■ Given text ■
::::::::
Just let that sink in.

Or find ways to avoid thinking about it.
*Carrying capacity is a complex and contested notion and obviously depends on a range of assumptions about average standard of living. The point is not to suggest that one billion is a fixed limit, but simply to highlight how severely compromised the systems on which we rely for a world of seven billion people may be in a four degrees warmer world.

UPDATE: Kevin Anderson, until recently the director of the U.K.’s leading climate research institution, the Tyndall Energy Program, had this to say about four degrees: “a 4 degrees C future is incompatible with an organized global community, is likely to be beyond ‘adaptation’, is devastating to the majority of ecosystems, and has a high probability of not being stable.”

Incompatible with an organised global community. Parse that how you will, it ain't pretty.
::::::::
■ Work instruction A ■
In the text on four degrees of warming, what are all the things Kevin Anderson says a 4 degrees C future is?
■ Work instruction B ■
According to the text on four degrees of warming, which research institution did Kevin Anderson direct until recently?
■ Work instruction C ■
Continue the text on four degrees of warming from its last sentence.

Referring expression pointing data
::::::::
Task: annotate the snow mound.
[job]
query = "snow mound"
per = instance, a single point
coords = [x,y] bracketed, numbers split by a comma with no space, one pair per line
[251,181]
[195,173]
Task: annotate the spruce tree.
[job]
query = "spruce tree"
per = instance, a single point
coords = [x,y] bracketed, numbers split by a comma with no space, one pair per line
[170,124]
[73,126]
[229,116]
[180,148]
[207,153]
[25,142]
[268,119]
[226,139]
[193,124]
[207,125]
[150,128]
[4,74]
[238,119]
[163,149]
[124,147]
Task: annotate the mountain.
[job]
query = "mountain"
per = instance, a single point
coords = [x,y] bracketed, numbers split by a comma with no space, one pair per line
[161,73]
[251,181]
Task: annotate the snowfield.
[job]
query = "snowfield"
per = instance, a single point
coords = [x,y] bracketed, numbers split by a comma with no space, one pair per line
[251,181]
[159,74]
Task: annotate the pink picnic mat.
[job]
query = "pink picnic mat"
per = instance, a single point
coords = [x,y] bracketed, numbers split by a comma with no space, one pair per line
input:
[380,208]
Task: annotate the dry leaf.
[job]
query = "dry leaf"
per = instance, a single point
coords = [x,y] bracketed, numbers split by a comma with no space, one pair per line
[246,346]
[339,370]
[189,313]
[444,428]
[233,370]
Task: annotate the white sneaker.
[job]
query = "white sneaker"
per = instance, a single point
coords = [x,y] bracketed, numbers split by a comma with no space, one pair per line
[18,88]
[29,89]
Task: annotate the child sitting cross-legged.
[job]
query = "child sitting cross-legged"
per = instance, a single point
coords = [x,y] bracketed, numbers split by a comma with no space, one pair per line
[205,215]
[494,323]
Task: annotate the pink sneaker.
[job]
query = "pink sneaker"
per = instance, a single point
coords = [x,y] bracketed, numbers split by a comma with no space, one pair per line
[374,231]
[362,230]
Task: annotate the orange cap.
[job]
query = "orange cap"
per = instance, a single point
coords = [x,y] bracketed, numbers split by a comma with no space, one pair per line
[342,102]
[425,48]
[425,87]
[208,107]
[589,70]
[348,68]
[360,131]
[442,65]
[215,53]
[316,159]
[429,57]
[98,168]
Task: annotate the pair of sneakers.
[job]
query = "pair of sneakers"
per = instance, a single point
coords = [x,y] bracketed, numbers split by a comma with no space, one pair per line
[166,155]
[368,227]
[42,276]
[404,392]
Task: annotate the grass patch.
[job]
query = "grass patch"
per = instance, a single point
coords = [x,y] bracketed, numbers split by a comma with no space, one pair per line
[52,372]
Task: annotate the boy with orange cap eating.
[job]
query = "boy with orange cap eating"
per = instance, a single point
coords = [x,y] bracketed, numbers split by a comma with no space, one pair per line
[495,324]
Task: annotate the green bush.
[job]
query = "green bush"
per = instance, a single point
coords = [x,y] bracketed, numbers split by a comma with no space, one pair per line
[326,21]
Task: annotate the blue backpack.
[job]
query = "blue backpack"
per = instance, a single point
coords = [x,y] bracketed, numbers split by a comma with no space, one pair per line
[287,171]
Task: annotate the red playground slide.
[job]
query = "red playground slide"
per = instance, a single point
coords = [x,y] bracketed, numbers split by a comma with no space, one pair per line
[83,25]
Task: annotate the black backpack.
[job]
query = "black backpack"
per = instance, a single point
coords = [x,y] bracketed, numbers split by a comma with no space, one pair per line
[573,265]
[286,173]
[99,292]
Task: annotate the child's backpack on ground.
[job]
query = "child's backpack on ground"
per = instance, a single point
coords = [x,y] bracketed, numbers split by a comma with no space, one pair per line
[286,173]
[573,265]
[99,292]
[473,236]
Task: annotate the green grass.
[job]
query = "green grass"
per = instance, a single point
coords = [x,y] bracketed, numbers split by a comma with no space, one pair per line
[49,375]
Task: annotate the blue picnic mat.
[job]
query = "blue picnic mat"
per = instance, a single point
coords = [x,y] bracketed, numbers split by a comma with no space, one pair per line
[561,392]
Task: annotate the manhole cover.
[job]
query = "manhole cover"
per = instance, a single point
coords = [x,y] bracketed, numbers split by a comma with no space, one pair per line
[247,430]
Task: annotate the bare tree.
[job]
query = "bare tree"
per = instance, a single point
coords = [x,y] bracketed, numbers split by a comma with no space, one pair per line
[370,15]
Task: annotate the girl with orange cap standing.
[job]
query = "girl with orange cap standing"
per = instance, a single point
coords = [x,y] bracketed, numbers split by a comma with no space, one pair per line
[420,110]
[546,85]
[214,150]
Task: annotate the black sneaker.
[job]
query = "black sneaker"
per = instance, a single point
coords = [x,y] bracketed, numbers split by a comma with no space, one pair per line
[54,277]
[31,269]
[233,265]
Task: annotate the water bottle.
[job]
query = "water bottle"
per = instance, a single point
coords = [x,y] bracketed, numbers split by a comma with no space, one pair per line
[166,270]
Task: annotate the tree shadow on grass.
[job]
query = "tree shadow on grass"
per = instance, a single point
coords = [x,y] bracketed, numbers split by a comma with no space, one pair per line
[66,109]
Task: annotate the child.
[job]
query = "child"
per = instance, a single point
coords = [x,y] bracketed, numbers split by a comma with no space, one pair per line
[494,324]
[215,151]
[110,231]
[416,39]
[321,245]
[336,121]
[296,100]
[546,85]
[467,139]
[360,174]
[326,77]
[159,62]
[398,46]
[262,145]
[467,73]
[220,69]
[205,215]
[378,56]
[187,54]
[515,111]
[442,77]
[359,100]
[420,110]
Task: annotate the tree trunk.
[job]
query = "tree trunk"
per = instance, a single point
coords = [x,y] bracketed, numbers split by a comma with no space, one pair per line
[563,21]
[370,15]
::::::::
■ Output A ■
- incompatible with an organized global community
- likely to be beyond "adaptation"
- devastating to the majority of ecosystems
- has a high probability of not being stable

■ Output B ■
The Tyndall Energy Program, the U.K.'s leading climate research institution.

■ Output C ■
Monday, May 16, 2011

On thin ice


Guess the graph competition answer
Last Wednesday, I posted this graph and asked for guesses as to what it represented. Aside from a few humorous suggestions, most answers were in the right ballpark, suggesting it had something to do with our melting cryosphere. This is perhaps one of the best known effects of climate change (or that part of climate change known as global warming), yet there is widespread confusion about the details.

The correct answer is that the graph represents the Arctic sea ice volume over the last few decades. The worrying downward trend is accelerating, but, unlike the graphs for Greenland or Antarctica, which are also heading down, the number on the y-axis are absolute figures. That is, while Greenland and Antarctica are losing increasing amounts of ice, compared with their total volumes, the amounts currently being lost are miniscule. For them to completely melt would be catastrophic, raising sea level tens of metres, but this is likely to take centuries, if not longer. However, the Arctic Ocean is getting seriously close to "ice-free" in summer,* an event most of us are likely to see within our lifetimes, and which we may well witness this or next decade, according to some experts. Certainly, extrapolating those trend lines points to an early grave for our planet's white top. The lines are unlikely to simply follow that curve, for various reasons, but scientists can identify no reasons to think the trend will reverse anytime soon.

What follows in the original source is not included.